- _Task description_
Output the lines of the material below as a JSON list of strings, one string per line and no blank lines. Include everything from the line containing "Guideline: for every instance of the rein, set" down to the end of the material.

Named object pointing entries
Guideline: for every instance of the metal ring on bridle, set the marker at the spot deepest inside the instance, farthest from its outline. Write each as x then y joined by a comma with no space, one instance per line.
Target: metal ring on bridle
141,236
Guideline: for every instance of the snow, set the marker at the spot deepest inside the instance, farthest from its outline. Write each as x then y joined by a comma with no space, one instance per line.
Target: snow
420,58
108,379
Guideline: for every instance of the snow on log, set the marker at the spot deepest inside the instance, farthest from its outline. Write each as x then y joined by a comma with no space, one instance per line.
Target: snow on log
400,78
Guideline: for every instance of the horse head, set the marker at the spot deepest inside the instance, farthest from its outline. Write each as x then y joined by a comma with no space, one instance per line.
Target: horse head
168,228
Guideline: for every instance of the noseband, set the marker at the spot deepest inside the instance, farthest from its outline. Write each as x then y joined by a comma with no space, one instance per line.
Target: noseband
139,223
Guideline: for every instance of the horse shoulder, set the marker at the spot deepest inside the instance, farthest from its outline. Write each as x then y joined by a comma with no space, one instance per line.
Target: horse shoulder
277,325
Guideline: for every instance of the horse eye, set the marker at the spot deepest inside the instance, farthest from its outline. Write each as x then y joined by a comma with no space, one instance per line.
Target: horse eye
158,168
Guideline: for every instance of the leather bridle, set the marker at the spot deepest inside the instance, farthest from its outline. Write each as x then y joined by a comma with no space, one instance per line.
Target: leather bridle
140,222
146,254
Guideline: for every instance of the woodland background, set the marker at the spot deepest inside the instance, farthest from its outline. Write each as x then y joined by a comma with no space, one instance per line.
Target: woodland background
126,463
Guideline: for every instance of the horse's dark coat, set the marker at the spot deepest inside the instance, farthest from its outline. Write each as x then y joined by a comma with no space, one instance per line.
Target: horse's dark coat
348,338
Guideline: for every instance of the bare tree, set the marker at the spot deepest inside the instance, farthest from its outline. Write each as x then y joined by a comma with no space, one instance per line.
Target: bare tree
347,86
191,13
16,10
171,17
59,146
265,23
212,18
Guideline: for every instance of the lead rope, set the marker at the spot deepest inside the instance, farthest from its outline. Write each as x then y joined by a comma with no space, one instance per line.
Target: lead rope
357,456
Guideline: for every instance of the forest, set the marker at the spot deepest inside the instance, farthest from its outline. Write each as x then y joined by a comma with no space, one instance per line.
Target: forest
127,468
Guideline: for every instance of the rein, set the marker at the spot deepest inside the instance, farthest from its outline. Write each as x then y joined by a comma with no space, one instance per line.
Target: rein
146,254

- _Answer to the problem_
[
  "Guideline: for every instance of the rein, set the marker at the spot deepest inside the instance, farthest from its outline. Write each as x then y joined by a comma with no space, one instance per line.",
  "Target: rein",
  "146,254"
]